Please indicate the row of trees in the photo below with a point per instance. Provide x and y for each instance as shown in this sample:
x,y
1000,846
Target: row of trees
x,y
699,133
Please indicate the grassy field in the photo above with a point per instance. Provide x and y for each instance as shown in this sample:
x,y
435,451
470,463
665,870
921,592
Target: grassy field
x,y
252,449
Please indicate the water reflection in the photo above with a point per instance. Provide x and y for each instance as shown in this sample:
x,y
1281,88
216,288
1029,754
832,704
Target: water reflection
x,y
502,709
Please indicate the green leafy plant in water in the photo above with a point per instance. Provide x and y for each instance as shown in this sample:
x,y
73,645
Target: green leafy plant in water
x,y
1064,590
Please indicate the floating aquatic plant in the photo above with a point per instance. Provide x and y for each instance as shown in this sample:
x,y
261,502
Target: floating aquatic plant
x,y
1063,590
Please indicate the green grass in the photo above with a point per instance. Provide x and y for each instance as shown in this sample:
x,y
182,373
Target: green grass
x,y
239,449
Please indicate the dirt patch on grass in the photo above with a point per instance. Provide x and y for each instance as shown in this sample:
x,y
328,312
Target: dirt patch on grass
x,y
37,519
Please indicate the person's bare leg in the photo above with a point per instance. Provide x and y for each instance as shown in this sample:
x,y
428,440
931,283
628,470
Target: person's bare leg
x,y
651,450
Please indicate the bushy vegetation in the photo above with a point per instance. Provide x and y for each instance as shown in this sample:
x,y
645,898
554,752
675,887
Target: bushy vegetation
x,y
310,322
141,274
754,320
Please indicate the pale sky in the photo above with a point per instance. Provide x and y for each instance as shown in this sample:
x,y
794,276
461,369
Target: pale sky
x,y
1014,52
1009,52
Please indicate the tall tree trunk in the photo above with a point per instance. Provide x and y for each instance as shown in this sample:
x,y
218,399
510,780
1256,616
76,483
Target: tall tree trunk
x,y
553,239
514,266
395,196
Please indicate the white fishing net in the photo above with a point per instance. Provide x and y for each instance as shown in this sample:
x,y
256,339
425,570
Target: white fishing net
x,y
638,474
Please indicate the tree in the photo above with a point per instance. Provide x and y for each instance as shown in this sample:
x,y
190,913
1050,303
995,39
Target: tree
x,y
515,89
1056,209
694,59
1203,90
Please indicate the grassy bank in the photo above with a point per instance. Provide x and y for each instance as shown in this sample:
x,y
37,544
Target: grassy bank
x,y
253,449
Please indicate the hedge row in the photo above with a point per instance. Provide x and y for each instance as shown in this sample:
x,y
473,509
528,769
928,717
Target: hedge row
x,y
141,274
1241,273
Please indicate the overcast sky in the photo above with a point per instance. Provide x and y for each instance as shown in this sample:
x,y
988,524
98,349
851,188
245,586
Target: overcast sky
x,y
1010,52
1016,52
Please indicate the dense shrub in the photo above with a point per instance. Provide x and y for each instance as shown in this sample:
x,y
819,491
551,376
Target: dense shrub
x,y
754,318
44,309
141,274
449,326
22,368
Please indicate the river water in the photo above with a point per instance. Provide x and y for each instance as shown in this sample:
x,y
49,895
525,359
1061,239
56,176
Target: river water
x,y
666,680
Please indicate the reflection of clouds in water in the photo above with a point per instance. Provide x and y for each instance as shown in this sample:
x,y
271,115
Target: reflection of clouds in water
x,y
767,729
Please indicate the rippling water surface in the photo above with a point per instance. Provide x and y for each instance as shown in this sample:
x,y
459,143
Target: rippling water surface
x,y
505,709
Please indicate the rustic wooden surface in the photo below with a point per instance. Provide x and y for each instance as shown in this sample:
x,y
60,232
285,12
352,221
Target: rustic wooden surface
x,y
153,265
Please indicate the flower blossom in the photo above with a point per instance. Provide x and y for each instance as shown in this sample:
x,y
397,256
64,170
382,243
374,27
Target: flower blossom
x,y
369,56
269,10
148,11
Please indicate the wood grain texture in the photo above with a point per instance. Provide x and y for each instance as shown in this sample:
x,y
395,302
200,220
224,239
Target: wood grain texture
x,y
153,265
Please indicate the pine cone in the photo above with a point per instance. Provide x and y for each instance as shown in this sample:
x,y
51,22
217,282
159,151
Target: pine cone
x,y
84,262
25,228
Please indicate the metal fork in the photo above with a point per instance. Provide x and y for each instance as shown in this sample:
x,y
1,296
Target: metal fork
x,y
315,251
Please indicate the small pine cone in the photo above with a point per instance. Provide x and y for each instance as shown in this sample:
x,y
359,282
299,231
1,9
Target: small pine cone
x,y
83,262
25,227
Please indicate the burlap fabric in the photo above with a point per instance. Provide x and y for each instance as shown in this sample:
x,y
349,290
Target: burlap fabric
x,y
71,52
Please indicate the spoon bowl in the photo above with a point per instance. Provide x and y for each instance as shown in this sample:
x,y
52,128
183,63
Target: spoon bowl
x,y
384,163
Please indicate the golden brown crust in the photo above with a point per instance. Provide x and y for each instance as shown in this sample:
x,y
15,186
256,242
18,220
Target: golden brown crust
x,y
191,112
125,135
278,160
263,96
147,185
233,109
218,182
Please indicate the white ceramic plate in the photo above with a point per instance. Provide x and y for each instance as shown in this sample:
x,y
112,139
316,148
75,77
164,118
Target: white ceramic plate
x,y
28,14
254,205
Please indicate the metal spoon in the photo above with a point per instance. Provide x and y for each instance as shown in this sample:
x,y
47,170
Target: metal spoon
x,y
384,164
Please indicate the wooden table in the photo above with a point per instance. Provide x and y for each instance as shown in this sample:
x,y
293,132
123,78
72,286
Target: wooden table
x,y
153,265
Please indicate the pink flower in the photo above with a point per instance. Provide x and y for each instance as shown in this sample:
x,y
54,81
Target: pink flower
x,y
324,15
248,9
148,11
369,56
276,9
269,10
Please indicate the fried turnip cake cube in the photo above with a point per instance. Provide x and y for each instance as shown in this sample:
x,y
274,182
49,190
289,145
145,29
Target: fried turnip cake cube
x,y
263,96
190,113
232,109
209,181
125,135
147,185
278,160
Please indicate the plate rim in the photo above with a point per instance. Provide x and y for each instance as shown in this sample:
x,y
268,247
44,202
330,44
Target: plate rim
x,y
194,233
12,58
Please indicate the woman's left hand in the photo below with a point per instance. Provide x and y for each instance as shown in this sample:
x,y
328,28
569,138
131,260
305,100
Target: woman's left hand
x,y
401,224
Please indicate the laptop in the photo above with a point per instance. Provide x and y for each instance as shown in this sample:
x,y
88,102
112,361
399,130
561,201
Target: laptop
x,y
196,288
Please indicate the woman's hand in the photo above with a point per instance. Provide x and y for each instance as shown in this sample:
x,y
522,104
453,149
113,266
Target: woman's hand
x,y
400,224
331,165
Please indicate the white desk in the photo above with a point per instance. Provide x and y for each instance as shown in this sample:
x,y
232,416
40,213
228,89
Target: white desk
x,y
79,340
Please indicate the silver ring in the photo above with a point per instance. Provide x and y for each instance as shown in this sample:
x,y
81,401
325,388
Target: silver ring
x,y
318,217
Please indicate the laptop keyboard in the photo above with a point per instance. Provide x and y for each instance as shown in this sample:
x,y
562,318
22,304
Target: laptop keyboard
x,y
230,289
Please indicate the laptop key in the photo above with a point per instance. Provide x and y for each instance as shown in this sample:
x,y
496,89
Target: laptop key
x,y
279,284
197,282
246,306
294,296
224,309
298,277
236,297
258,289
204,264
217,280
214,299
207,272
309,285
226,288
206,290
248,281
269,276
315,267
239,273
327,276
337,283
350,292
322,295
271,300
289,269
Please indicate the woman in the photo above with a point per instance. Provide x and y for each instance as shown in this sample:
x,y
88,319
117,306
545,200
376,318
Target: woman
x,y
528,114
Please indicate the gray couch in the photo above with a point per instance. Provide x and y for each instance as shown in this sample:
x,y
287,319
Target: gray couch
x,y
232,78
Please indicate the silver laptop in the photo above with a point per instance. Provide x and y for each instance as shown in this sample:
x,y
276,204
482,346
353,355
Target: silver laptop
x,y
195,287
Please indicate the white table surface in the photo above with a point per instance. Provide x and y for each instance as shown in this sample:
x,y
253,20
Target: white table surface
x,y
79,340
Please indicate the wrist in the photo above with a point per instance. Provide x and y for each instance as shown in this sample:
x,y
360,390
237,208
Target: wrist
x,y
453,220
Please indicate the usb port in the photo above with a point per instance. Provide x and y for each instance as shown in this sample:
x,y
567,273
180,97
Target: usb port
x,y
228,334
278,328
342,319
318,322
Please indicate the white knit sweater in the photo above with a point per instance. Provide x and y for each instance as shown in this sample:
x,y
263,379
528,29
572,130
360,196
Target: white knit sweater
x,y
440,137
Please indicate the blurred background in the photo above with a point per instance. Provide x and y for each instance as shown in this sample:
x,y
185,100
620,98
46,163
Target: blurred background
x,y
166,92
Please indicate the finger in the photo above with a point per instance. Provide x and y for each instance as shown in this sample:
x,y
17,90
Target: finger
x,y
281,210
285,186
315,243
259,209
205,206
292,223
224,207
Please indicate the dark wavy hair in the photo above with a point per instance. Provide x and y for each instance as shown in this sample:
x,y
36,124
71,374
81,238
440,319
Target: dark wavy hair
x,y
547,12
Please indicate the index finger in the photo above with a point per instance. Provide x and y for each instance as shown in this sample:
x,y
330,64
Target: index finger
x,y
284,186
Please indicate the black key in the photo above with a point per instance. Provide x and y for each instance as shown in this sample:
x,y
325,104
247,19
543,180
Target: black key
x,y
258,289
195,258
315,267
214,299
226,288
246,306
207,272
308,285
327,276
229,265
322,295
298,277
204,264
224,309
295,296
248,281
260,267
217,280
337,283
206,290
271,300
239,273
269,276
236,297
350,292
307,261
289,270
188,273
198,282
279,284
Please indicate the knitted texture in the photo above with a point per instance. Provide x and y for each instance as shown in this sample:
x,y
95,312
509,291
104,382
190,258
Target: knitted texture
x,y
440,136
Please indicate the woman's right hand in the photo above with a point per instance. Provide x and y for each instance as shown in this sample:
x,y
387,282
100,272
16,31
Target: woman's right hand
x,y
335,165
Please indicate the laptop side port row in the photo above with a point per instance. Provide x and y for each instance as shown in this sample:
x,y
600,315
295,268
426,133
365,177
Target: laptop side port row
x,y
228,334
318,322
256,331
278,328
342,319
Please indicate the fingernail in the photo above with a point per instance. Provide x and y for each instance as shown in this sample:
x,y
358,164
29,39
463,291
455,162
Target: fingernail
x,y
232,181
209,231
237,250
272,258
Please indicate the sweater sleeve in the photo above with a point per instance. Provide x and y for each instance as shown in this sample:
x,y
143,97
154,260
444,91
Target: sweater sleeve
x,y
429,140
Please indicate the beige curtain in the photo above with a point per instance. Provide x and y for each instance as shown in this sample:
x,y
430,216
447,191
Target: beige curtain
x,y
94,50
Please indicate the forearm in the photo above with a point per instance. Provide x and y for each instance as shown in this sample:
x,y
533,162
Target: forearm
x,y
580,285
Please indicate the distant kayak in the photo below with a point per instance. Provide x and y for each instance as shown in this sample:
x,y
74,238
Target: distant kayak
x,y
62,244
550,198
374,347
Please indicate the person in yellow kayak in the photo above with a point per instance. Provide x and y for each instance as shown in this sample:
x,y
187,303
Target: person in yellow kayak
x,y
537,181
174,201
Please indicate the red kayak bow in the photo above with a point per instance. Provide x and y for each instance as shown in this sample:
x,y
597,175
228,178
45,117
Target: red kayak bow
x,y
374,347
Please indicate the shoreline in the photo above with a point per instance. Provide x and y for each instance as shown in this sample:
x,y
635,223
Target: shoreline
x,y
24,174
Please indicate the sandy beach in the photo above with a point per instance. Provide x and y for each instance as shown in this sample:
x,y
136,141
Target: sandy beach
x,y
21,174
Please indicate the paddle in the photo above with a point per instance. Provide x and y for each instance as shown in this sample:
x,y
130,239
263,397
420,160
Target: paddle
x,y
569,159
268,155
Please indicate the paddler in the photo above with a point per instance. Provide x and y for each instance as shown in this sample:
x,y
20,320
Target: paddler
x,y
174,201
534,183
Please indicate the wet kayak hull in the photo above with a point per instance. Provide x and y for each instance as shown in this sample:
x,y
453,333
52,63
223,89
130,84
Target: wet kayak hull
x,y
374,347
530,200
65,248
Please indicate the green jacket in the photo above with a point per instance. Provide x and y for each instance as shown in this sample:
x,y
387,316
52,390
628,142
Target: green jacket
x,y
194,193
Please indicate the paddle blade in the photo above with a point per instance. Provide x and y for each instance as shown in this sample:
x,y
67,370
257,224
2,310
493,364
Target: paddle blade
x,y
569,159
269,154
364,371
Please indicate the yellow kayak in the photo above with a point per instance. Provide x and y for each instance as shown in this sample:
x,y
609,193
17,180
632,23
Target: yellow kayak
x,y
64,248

****************************************

> **Short problem**
Rewrite the part of the records that opens with the line containing "Please indicate the red" and closes at the end of the records, changing "green jacket" to "green coat" wherever it occurs and leaving everything else unchanged.

> **Solution for this exercise**
Please indicate the red kayak bow in the photo above with a point per instance. Provide x and y for each instance as shown in this sample:
x,y
597,175
228,178
45,117
Target: red kayak bow
x,y
374,347
Please indicate the shoreline in the photo above with a point per instance. Provide x and y for each instance as shown in this sample:
x,y
635,223
Target: shoreline
x,y
24,174
Please indicate the sandy beach in the photo above with a point per instance. Provide x and y for each instance as shown in this sample:
x,y
136,141
Target: sandy beach
x,y
21,174
Please indicate the paddle in the photo above with a point per instance. Provide x and y for each instance as shown in this sample:
x,y
130,239
263,397
420,160
Target: paddle
x,y
569,159
268,155
Please indicate the paddler in the photo above with a point per instance. Provide x and y for each instance as shown in this sample:
x,y
20,320
Target: paddler
x,y
174,201
534,183
Please indicate the wet kayak hull in the photo above with a point per instance. Provide x and y for each instance as shown in this sample:
x,y
453,333
52,63
223,89
130,84
Target: wet kayak hull
x,y
374,347
530,200
65,248
Please indicate the green coat in the photo above with a point per instance. Provide x and y for each instance as shown in this sample:
x,y
387,316
52,390
628,142
Target: green coat
x,y
194,193
Please indicate the paddle blade in the photo above with a point per instance. Provide x and y for each instance as shown in this sample:
x,y
67,370
257,224
2,310
493,364
Target: paddle blade
x,y
569,159
269,154
364,371
Please indicate the yellow kayak in the photo above with a point per instance. Provide x and y for each instance as shown in this sample:
x,y
609,193
17,180
632,23
Target: yellow kayak
x,y
64,248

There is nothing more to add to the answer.